***** 문서 발췌 *****
Plasma Enhanced Atomic Layer Deposition(PEALD)와 Atomic Layer Deposition(ALD) Techniques는 '정확한 두께 조절' 및 '우수한 균일도'를 가지는 신뢰할 수 있는 진공 기술이다. 본 연구에서는 다공성 구조를 가지는 기판을 대상으로 PEALD와 ALD Techniques을 이용한 $Al_2O_3$ 형성 공정의 증착 특성을 비교하였다. 각 공정은 공통적으로 Tris-Methyl-Aluminium(TMA)을 첫번째 전구체로 사용하였고 purge gas로는 Nitrogen를 사용하였다. 그리고 두번째 전구체로 PEALD 공정에서는 Oxygen Plasma를 사용하였고 ALD 공정에서는 Water를 사용하였다. 복잡한 다공성 구조를 가지는 기판은 $TiO_2$ Nano-Particle paste과 colloidal Silver paste를 소결시켜 제작하여 사용하였다. 각 공정의 차이점을 비교하기 위해서 배기단에 Capacitor Diaphram Gauge(CDG)와 Residual Gas Analyzer(RGA)를 통해서 압력과 잔류 가스를 모니터하였다. 그리고 각 공정을 통해서 porous한 Nano-Particles Network에 형성된 $Al_2O_3$막의 특성을 비교하기 위해서 FE-SEM과 EDX를 통해서 관찰하였다. 또한 좀 더 자세한 비교 분석을 위해서 $Al_2O_3$ 막이 형성된 porous한 Nano-Particles Networks의 각 각의 particles들을 분산시켜 TEM과 AFM를 통해서 관찰하였다. 나아가 전기적 물성의 차이점을 비교하기 위해서 IV 및 CV를 측정하였다. 위의 일련의 비교 실험을 통해서 'PEALD과 ALD을 이용한 다공성 기판의 증착 특성'에 대하여 고찰하였다.
***** 데이터셋 행 *****
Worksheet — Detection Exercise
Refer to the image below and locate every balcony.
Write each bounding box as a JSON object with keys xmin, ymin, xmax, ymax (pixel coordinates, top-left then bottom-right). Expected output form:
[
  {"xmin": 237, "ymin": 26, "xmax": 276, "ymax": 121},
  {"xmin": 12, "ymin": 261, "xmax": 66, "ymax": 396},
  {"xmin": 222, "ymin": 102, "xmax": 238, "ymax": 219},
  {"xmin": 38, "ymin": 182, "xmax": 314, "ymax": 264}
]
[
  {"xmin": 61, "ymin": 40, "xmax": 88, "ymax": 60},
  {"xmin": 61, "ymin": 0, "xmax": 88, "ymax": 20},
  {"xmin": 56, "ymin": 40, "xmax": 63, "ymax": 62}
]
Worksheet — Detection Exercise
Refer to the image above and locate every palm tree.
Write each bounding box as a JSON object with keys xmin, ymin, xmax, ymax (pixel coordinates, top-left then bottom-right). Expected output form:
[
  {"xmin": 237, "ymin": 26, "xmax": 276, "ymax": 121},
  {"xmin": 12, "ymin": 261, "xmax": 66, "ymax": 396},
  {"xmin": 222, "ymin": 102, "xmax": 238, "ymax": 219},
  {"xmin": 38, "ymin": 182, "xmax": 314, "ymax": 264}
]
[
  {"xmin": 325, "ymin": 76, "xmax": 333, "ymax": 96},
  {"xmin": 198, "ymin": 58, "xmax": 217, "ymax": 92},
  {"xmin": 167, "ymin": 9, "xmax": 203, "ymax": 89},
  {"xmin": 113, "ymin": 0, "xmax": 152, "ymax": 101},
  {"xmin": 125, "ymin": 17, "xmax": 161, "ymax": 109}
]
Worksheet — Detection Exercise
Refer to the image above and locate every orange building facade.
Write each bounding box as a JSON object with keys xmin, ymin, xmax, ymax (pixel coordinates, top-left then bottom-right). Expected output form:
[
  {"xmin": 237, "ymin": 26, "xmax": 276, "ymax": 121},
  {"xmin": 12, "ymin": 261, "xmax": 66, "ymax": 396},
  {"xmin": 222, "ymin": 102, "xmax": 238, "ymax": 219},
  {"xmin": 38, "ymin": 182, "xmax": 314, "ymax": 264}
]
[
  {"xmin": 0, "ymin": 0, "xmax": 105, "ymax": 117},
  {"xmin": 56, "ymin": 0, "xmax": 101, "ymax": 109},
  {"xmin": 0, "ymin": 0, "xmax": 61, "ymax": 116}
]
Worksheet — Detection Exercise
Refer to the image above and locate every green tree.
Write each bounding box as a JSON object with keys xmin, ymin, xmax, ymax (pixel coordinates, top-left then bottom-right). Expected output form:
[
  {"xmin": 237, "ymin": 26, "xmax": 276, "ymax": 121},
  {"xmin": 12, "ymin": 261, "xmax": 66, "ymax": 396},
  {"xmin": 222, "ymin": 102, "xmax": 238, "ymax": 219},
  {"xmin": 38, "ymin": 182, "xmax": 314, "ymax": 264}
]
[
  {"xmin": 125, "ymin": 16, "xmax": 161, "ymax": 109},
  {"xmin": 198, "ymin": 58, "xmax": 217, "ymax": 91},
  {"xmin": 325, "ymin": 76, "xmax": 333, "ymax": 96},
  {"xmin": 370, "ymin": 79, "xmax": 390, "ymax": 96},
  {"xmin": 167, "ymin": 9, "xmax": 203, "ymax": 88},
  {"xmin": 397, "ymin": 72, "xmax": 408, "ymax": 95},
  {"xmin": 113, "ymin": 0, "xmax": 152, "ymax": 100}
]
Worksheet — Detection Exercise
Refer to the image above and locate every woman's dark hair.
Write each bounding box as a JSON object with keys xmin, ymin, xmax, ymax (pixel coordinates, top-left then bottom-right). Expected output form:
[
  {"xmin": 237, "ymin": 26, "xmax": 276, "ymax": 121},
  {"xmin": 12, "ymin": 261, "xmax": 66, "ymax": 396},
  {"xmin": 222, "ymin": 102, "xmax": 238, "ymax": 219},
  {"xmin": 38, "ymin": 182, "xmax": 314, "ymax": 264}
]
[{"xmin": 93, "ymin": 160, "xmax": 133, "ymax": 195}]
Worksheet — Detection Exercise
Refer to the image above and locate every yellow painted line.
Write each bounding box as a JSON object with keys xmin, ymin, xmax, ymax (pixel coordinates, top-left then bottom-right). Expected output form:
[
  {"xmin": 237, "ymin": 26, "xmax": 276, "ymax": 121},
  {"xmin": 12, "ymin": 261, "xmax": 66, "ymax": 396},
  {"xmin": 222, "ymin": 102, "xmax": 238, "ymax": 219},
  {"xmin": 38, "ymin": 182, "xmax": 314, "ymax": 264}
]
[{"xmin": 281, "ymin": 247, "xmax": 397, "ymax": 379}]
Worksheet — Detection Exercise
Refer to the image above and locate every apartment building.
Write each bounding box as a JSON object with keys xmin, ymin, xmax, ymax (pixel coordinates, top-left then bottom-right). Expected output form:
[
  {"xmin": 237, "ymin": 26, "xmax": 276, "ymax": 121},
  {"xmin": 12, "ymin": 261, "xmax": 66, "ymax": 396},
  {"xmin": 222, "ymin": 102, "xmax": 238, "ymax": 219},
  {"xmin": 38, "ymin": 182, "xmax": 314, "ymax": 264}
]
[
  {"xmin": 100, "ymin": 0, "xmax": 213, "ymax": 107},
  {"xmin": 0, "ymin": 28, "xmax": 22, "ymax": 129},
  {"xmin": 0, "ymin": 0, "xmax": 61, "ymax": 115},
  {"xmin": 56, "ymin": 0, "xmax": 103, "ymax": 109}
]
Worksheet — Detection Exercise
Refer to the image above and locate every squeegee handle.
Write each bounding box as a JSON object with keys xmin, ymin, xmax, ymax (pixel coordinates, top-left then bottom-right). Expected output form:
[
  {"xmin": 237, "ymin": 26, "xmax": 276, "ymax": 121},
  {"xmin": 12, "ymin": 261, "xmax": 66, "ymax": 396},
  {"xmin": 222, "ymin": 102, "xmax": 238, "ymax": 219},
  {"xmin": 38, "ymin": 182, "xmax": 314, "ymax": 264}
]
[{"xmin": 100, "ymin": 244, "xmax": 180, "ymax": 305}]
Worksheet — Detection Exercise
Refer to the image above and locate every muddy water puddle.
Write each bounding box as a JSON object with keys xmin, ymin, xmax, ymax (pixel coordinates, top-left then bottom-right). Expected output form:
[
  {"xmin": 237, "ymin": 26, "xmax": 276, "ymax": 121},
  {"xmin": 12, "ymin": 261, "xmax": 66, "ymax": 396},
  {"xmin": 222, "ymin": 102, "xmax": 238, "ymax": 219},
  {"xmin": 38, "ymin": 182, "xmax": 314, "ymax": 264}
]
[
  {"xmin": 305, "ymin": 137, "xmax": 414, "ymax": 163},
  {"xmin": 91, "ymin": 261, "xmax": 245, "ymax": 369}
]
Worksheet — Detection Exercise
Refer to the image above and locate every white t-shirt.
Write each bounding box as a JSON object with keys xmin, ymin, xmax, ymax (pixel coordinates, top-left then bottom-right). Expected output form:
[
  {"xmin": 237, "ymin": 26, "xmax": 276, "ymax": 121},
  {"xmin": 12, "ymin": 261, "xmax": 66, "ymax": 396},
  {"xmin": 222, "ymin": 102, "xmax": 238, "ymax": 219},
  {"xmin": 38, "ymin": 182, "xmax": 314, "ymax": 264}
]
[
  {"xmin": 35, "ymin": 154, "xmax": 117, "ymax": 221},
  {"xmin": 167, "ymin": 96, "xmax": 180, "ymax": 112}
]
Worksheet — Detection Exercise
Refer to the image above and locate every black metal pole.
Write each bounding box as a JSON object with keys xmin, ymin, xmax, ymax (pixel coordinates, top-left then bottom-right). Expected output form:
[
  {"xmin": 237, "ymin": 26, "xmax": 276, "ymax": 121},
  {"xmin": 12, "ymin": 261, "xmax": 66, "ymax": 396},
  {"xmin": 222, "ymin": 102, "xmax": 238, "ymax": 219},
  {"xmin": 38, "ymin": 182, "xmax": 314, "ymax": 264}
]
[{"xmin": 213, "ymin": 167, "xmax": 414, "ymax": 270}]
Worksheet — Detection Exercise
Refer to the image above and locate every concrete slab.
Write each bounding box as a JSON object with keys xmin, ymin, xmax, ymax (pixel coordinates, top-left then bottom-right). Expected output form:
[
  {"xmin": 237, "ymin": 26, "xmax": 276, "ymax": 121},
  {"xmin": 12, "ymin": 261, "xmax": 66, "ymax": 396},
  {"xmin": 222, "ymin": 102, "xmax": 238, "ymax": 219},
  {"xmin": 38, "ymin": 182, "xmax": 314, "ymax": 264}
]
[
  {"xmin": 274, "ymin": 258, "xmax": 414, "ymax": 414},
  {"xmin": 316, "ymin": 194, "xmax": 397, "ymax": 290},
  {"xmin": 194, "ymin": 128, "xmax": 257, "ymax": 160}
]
*****
* _작업 지시 A_: 위 PEALD와 ALD 비교 글에서 "Plasma Enhanced Atomic" 문구가 들어간 곳부터 "특성'에 대하여 고찰하였다." 문구로 끝나는 곳까지 원문 그대로 돌려주세요.
* _작업 지시 B_: 위 행들 가운데 "building" 문자열이 들어 있는 줄을 빠짐없이 모아 주세요. 대소문자를 구분합니다.

* _완성 답안 A_:
Plasma Enhanced Atomic Layer Deposition(PEALD)와 Atomic Layer Deposition(ALD) Techniques는 '정확한 두께 조절' 및 '우수한 균일도'를 가지는 신뢰할 수 있는 진공 기술이다. 본 연구에서는 다공성 구조를 가지는 기판을 대상으로 PEALD와 ALD Techniques을 이용한 $Al_2O_3$ 형성 공정의 증착 특성을 비교하였다. 각 공정은 공통적으로 Tris-Methyl-Aluminium(TMA)을 첫번째 전구체로 사용하였고 purge gas로는 Nitrogen를 사용하였다. 그리고 두번째 전구체로 PEALD 공정에서는 Oxygen Plasma를 사용하였고 ALD 공정에서는 Water를 사용하였다. 복잡한 다공성 구조를 가지는 기판은 $TiO_2$ Nano-Particle paste과 colloidal Silver paste를 소결시켜 제작하여 사용하였다. 각 공정의 차이점을 비교하기 위해서 배기단에 Capacitor Diaphram Gauge(CDG)와 Residual Gas Analyzer(RGA)를 통해서 압력과 잔류 가스를 모니터하였다. 그리고 각 공정을 통해서 porous한 Nano-Particles Network에 형성된 $Al_2O_3$막의 특성을 비교하기 위해서 FE-SEM과 EDX를 통해서 관찰하였다. 또한 좀 더 자세한 비교 분석을 위해서 $Al_2O_3$ 막이 형성된 porous한 Nano-Particles Networks의 각 각의 particles들을 분산시켜 TEM과 AFM를 통해서 관찰하였다. 나아가 전기적 물성의 차이점을 비교하기 위해서 IV 및 CV를 측정하였다. 위의 일련의 비교 실험을 통해서 'PEALD과 ALD을 이용한 다공성 기판의 증착 특성'에 대하여 고찰하였다.

* _완성 답안 B_:
Refer to the image above and locate every orange building facade.
Refer to the image above and locate every apartment building.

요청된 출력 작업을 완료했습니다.